**CHALLENGE 1**
Pick out every line of the records below that contains the word "shirtless", and copy each one.

**PAGE EXCERPT**

┌──

Eighth Circuit Upholds NLRB’s Reinstatement Of Picketer Yelling Racist Remarks
Published by Eric A. Welter and Douglas J. Smith on October 19, 2017
Employers must recognize that the NLRB has given broad latitude in the context of striking and picketing activity, and must carefully review the circumstances before taking any adverse action against a striking employee.
The decision is the latest to highlight the extreme protection the Board has provided picketing employees
In the aftermath of the deadly white supremacist rally in Charlottesville, Virginia last month, many employment lawyers wrote about the legality of terminating employees known to have participated in the rally or to be known to hold racially bigoted views. As a general rule, at-will employees of private companies do not have First Amendment protections for their views and may be terminated for their beliefs or activities outside of work. Several rally participants were subsequently identified and terminated by their employers.
Just three days before the rally, however, the U.S. Court of Appeals for the Eighth Circuit published an opinion affirming a decision by the National Labor Relations Board (“NLRB”) to protect an employee yelling racial slurs at coworkers. The employee was protected for the mere fact that he expressed his abhorrent views from the picket line. The decision is the latest example of the NLRB’s broad interpretation of Section 8(a) of the National Labor Relations Act (“NLRA”) producing absurd results. The case is Cooper Tire & Rubber Co. v. Nat’l Labor Relations Bd., No. 16-2721, 2017 WL 3388971 (8th Cir. Aug. 8, 2017).
After the failure to renew its collective bargaining agreement, Cooper Tire locked out its union employees, who began picketing outside the tire manufacturing plant. During the lockout, Cooper Tire continued operations with replacement workers, many of whom were African-American. During the picketing, one of the union employees was heard yelling at replacement workers, “Hey, did you bring enough KFC for everybody?” and “Hey anybody smell that? I smell fried chicken and watermelon.” When the lockout ended, the employee was notified that he was being discharged for these comments.
The union filed a grievance on behalf of the employee, and the arbitrator found just cause to fire him. The union submitted the case to an ALJ, who concluded that the termination violated the NLRA, a decision the NLRB subsequently upheld. The employee was awarded reinstatement and backpay.
Section 7 of the NLRA grants employees the right to engage in concerted activities for the purpose of collective bargaining, and Section 8(a) prohibits employers from interfering with the exercise of Section 7 rights. 29 U.S.C. §§ 157; 158(a)(1)-(3). When the conduct of employees engaged in picketing is analyzed, the Eighth Circuit employs the Clear Pines test: “[A] firing for picket-line misconduct is an unfair labor practice unless the alleged misconduct may reasonably tend to coerce or intimidate employees in the exercise of rights protected under the Act.” Cooper Tire & Rubber Co., 2017 WL 3388971, at *1 (citing NMC Finishing v. NLRB, 101 F.3d 528, 531 (8th Cir. 1996); Clear Pine Mouldings, Inc., 268 NLRB 1044, 1046 (1984), enf’d, 765 F.2d 148 (9th Cir. 1985)) (internal quotations marks omitted).

└──

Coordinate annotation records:
┌──

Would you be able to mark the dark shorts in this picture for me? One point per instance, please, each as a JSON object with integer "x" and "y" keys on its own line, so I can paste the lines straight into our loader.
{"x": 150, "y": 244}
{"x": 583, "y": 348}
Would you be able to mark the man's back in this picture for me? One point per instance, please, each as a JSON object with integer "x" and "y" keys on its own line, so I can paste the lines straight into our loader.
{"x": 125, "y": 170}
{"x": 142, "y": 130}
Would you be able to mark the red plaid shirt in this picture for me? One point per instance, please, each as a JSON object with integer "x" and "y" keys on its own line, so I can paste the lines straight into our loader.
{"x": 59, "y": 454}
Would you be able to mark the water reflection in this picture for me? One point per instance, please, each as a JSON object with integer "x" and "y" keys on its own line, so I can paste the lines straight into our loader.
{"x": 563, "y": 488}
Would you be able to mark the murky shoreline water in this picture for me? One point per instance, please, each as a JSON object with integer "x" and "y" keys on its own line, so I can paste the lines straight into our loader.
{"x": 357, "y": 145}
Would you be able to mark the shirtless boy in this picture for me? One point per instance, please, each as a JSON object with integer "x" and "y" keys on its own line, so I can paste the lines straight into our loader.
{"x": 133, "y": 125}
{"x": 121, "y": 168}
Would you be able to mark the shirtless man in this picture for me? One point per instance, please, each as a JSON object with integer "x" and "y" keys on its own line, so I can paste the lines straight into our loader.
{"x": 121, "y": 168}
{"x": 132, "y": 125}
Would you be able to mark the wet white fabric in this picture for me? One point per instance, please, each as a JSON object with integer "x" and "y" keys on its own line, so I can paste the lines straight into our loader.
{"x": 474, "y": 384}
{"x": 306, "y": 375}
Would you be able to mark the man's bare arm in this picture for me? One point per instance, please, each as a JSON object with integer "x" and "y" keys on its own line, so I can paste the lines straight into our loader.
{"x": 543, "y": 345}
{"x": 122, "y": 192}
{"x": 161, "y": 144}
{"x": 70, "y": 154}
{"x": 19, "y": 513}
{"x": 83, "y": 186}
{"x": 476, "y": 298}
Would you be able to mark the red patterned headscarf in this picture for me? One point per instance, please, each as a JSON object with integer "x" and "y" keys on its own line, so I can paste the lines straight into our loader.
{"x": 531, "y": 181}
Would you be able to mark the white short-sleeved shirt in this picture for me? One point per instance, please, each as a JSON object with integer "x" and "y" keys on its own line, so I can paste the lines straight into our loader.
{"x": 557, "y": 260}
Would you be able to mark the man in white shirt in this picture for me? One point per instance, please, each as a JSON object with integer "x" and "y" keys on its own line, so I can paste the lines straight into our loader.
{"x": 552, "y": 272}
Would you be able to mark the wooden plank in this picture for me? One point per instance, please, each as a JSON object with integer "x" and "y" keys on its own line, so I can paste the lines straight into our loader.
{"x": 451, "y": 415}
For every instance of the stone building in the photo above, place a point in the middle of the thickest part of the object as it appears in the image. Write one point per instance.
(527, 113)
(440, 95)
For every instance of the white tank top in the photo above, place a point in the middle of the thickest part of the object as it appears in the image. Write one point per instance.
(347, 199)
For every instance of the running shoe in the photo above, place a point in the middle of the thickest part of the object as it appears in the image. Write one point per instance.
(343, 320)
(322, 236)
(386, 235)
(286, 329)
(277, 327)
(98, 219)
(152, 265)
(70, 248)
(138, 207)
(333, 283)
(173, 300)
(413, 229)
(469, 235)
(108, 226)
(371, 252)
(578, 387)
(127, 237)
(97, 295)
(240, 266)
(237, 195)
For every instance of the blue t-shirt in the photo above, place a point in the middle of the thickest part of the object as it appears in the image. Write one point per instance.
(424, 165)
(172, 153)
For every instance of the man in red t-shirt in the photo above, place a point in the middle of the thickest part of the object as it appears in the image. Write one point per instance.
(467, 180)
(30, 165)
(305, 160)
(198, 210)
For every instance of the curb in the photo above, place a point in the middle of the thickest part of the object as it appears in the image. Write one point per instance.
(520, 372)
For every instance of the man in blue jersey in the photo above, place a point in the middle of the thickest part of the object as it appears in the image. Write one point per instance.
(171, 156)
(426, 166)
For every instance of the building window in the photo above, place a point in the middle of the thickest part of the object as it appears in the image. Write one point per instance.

└──

**CHALLENGE 2**
According to the article on the Eighth Circuit ruling, what was the discharged picketer awarded?

**FULL RESPONSE 1**
Would you be able to mark the shirtless boy in this picture for me? One point per instance, please, each as a JSON object with integer "x" and "y" keys on its own line, so I can paste the lines straight into our loader.
Would you be able to mark the shirtless man in this picture for me? One point per instance, please, each as a JSON object with integer "x" and "y" keys on its own line, so I can paste the lines straight into our loader.

**FULL RESPONSE 2**
Reinstatement and backpay.